ESTRATTO DEL DOCUMENTO
┌────────
Black Magic nasce come omaggio al mio scrittore preferito, Jose Donoso, ma al tempo stesso concretizza l’esigenza di raccontare un mondo nuovo e ad oggi sconosciuto. Il realismo magico alla Marquez, tipico dei sud-americani, trova infatti efficacia nella narrazione di Castello: Castel Volturno, Campania, la terra dei fuochi. Un ambiente deforme e assolutamente distopico.
Nei ringraziamenti lo definisci un lavoro sofferto e parziale, come mai?
Per due motivi: il primo editoriale e il secondo narrativo. Dal punto di vista editoriale, infatti, il romanzo ha una storia travagliata e avuto molte riscritture, più di quante immaginassi. Piaceva a tutti, ma tutti volevano metterci bocca e mi hanno proposto di scriverlo come un premio Strega, poi di eliminare il napoletano, poi di eliminare i nomi dei luoghi, e di scriverlo per la Tv, di cambiare protagonisti, di cambiare l’intreccio, di dare spazio a diversi personaggi, di stringere e allargare. “Puntiamo alla massa – diceva qualcuno – Non farlo troppo complicato”. Stavo impazzendo. È stato uno dei pochi momenti in cui ho realmente pensato che la macchina editoriale fosse la morte della scrittura: un gigante capace di censura, riscrittura, scoraggiante quell’autentica espressione a cui puntavo. In principio concepito per un editore main stream, tuttavia, il romanzo ha rivelato sé stesso, lo ha fatto da solo, e ha trovato la sua strada: ha dichiarato al mondo intero la sua vera natura. Black Magic è una narrazione di nicchia, più lirica e forbita di un comune romanzo, e che ha incontrato un editore a cui piacesse questa cifra…. Tale cifra, tuttavia – tale soggetto e tale stile – è qualcosa che ti sfugge dalle mani: è autentica materia dei sogni. Mettere assieme un thriller napoletano con una storia di magia non è stata cosa facile, mescolare omicidi di camorra a streghe prostitute è stato quasi assurdo e se poi ci aggiungi cani da combattimento e bambine sfregiate ottieni qualcosa che ritengo originale: realizzabile solo con un lavoro sofferto.
Con Magia e Massoneria abbiamo scoperto che sei affascinato dall’argomento. Come mai questa curiosità?
Io racconto sempre le stesse cose, sempre me stesso e ciò che vivo, solo con mezzi differenti. Magia e Massoneria è un saggio esoterico, scrittura razionale, e Black Magic invece è un romanzo veloce, con scrittura empatica, emotiva, partecipativa. Eppure entrambi toccano quell’invisibile che è difficile svelare, difficile scoprire: nowhere direbbe Nail Gaiman. Quel retro mondo ed anti-mondo, quel mondo interstiziale, ma dove sono racchiusi temi e personaggi incredibilmente potenti.
Quanto ti è servito il tuo sapere sull’argomento per la stesura di Black Magic?
└────────
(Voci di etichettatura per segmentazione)
┌────────
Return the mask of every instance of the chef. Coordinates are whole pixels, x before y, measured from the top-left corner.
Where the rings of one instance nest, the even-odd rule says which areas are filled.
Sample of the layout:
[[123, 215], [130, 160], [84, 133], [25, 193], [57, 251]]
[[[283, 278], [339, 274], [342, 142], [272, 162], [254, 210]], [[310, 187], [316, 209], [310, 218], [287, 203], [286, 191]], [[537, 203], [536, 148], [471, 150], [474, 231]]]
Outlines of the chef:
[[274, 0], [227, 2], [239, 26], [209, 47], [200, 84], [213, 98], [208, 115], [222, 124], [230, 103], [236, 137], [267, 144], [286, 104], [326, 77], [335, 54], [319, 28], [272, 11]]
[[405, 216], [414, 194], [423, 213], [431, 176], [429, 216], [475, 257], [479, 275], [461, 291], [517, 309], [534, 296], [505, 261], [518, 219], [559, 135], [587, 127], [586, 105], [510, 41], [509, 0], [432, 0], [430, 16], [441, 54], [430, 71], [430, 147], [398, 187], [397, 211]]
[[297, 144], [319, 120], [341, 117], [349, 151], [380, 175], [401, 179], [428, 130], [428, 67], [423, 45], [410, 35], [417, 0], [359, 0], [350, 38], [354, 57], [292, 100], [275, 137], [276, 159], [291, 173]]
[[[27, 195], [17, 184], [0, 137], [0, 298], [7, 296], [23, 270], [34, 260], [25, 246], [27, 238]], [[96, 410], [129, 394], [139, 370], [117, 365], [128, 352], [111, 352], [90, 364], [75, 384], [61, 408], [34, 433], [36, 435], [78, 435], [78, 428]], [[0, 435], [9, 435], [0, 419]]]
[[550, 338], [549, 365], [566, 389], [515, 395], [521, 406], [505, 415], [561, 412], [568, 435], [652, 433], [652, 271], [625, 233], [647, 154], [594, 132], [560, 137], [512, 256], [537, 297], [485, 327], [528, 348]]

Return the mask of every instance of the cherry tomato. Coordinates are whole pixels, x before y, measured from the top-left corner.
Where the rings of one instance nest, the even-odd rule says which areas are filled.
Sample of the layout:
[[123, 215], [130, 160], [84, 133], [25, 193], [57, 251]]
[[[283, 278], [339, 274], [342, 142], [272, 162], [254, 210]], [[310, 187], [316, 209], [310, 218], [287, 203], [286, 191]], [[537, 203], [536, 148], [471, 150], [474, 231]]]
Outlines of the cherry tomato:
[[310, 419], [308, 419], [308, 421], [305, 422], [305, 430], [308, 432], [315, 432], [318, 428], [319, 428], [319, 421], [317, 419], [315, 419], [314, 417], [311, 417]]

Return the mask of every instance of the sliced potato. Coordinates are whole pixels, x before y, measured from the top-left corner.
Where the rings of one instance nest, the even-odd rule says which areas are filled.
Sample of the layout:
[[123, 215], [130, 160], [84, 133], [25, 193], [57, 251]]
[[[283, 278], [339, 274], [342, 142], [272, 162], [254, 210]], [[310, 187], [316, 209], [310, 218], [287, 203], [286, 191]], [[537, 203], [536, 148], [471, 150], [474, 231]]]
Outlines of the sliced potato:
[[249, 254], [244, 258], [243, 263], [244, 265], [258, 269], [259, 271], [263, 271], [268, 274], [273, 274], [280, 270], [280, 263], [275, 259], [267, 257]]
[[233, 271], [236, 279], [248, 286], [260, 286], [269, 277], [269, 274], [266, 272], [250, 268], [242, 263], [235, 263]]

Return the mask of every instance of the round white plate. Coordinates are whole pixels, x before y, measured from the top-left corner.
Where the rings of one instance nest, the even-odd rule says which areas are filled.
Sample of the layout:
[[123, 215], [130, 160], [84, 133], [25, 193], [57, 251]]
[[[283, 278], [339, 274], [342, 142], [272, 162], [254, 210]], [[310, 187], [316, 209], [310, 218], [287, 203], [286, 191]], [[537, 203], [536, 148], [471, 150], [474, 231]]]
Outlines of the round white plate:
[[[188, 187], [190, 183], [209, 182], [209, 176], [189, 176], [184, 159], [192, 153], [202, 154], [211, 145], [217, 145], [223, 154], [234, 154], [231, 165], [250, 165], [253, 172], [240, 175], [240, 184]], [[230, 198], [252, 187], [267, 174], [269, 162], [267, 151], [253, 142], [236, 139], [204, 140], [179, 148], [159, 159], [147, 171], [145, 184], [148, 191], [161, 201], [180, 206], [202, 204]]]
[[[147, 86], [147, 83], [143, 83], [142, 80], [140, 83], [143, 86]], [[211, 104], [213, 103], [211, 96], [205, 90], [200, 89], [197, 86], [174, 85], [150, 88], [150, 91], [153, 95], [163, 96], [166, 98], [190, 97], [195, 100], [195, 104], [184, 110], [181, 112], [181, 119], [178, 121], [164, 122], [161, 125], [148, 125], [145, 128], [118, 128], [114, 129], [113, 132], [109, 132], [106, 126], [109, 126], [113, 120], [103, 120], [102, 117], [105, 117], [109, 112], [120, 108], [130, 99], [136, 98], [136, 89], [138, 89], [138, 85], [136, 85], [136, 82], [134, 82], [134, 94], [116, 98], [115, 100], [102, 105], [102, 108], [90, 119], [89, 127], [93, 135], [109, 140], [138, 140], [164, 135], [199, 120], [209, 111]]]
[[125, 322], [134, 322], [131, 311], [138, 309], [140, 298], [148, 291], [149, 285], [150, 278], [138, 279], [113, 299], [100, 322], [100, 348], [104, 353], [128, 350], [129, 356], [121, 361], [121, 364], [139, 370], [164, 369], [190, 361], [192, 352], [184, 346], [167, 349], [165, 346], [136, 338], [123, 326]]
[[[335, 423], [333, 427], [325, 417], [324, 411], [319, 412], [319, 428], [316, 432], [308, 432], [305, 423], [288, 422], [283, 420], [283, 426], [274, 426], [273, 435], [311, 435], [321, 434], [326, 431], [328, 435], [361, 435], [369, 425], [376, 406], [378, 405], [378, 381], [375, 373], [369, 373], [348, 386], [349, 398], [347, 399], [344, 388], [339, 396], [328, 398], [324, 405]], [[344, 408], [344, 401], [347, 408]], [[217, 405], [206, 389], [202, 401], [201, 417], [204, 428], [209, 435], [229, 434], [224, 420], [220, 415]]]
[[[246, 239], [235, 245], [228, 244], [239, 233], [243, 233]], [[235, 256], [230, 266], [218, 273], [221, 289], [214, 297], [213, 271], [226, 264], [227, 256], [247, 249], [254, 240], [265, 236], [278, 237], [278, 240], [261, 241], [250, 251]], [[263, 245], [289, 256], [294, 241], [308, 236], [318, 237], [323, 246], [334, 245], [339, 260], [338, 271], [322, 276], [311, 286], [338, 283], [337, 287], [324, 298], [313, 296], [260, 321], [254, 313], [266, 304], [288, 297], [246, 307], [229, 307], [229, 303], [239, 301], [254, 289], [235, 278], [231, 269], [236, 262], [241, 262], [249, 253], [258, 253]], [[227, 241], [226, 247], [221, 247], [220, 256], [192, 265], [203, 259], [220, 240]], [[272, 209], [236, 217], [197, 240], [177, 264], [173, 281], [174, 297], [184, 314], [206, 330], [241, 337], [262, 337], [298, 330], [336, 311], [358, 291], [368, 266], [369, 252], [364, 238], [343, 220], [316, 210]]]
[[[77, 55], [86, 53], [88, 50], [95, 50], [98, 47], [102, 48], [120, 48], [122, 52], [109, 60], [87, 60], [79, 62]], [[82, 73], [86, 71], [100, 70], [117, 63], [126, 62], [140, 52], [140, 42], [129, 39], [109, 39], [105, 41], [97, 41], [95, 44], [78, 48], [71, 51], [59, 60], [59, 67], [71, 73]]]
└────────
OBIETTIVO DELL'ESERCIZIO
Nell'intervista su Black Magic, a quale scrittore rende omaggio il romanzo?

RISPOSTA SCRITTA
A Jose Donoso.